ETH Life - wissen was laeuft

Die tägliche Web-Zeitung der ETH Zürich - in English

ETH Life - wissen was laeuft ETH Life - wissen was laeuft
ETH Life - wissen was laeuft
Home

ETH - Eidgenoessische Technische Hochschule Zuerich - Swiss Federal Institute of Technology Zurich
Rubrik: Tagesberichte
Print-Version Drucken
Publiziert: 19.05.2005 06:00

Zwischenbilanz des NFS Klima
Das Bild hat sich gefestigt

Die Forschenden des Nationalen Forschungsschwerpunkts "Klima" haben am Dienstag auf die ersten vier Jahre Forschungsarbeit zurückgeblickt. Das neu geschaffene Forschungsinstrument beurteilen sie positiv: Die Zusammenarbeit der Forschergruppen funktioniert gut und ermöglicht beachtliche wissenschaftliche Erfolge, gerade auch im Hinblick auf die Abschätzung der künftigen Entwicklung.

********

Aufgabenstellung: Schreiben Sie den Artikel über die Zwischenbilanz des NFS Klima im Anschluss an seinen letzten Satz weiter.

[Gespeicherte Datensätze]
********

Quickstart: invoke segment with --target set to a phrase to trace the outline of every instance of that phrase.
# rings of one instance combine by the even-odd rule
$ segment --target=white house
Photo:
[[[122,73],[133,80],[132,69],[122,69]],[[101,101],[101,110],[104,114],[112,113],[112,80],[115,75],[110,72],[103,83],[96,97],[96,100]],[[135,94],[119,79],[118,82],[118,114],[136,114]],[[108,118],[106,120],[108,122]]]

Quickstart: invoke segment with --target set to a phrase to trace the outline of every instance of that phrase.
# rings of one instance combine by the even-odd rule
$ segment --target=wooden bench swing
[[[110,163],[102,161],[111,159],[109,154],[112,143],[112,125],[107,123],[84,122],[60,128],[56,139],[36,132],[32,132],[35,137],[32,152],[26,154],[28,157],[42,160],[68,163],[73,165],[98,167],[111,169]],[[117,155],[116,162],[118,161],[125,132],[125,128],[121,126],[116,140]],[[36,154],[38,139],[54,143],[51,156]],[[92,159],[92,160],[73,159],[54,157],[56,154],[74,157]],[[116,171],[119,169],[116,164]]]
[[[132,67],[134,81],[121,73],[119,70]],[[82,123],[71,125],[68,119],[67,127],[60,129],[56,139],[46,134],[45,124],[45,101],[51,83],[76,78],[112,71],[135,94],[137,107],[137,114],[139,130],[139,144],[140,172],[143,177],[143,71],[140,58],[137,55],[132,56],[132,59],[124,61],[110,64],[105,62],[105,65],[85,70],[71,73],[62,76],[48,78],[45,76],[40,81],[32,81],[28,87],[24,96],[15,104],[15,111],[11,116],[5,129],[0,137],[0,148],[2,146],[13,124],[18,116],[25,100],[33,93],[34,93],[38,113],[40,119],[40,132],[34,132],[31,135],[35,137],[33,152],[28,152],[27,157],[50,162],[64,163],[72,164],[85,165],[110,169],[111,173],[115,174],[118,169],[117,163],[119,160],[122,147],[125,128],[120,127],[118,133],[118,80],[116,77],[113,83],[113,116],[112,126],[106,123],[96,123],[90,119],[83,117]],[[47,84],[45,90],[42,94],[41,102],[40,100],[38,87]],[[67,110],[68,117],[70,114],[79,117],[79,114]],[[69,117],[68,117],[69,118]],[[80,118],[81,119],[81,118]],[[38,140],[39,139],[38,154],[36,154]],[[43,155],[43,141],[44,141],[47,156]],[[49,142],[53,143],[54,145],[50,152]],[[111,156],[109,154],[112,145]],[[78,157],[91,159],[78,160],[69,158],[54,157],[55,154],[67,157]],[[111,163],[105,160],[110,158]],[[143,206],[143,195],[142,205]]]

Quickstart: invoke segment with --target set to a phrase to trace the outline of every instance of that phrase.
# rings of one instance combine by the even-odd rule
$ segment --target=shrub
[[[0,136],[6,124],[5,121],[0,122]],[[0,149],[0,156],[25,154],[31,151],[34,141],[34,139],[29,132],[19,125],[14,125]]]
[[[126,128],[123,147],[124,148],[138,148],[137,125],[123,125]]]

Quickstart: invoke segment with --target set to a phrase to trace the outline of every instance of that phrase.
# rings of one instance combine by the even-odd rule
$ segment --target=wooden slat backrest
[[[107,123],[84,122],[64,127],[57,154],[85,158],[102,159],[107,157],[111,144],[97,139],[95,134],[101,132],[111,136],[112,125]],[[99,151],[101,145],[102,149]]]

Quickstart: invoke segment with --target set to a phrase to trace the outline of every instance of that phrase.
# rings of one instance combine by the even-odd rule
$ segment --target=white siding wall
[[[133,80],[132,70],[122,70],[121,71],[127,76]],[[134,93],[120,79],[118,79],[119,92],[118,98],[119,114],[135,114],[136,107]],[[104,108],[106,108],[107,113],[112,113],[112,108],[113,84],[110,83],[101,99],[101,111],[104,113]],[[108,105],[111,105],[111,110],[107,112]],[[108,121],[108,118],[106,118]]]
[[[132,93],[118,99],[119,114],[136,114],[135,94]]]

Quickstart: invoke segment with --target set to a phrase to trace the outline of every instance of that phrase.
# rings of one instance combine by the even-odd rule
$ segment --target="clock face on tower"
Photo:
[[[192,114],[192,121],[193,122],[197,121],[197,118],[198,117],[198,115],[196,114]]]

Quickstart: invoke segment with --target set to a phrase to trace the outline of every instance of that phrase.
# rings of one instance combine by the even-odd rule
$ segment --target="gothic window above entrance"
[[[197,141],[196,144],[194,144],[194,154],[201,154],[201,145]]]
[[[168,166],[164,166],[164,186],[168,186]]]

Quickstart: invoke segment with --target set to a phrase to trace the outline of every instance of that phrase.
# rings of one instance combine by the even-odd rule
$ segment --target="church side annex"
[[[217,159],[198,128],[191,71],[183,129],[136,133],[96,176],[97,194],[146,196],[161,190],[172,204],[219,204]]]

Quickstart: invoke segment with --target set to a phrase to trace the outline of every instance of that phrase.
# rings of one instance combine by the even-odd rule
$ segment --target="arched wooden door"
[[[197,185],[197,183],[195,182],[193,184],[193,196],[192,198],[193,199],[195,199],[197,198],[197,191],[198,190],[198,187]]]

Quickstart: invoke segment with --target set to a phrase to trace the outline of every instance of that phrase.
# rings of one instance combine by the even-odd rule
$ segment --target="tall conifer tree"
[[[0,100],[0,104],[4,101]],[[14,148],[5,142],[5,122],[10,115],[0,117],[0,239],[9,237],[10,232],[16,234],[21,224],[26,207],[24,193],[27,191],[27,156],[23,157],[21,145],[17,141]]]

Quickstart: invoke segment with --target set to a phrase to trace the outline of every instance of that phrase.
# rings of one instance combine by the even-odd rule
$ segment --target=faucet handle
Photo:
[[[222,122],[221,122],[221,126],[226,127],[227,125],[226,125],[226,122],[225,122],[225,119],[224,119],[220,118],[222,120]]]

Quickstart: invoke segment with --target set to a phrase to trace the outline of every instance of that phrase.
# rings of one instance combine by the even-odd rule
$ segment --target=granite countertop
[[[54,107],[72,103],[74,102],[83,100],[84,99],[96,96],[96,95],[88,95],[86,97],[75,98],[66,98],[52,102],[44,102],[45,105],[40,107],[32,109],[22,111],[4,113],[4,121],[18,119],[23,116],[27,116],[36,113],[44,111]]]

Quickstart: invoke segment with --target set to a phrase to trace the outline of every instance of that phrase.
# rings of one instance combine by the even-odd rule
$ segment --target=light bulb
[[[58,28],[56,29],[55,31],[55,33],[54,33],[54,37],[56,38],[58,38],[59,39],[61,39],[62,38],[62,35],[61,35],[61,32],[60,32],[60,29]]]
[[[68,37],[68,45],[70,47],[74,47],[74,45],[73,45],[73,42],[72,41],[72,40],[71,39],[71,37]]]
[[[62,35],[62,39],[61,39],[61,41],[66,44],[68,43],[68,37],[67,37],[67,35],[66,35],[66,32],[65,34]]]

********

Lösung:
Von Felix Würsten

Vier Jahre ist es nun her, seit der Nationale Forschungsschwerpunkt (NFS) "Klima" (1) seine Arbeit aufgenommen hat. Über hundert Wissenschaftlerinnen und Wissenschaftler haben seither die vielfältigen Aspekte des Klimawandels untersucht. Bevor die Forschenden nun die zweiten vier Jahre in Angriff nehmen, haben sie am Dienstag im Kursaal Bern einen "Boxenstopp" eingelegt und dabei mit durchaus berechtigtem Stolz auf die letzten Jahre zurückgeblickt. Dank den Anstrengungen hat sich das Bild des Klimawandels in vielen Bereichen gefestigt.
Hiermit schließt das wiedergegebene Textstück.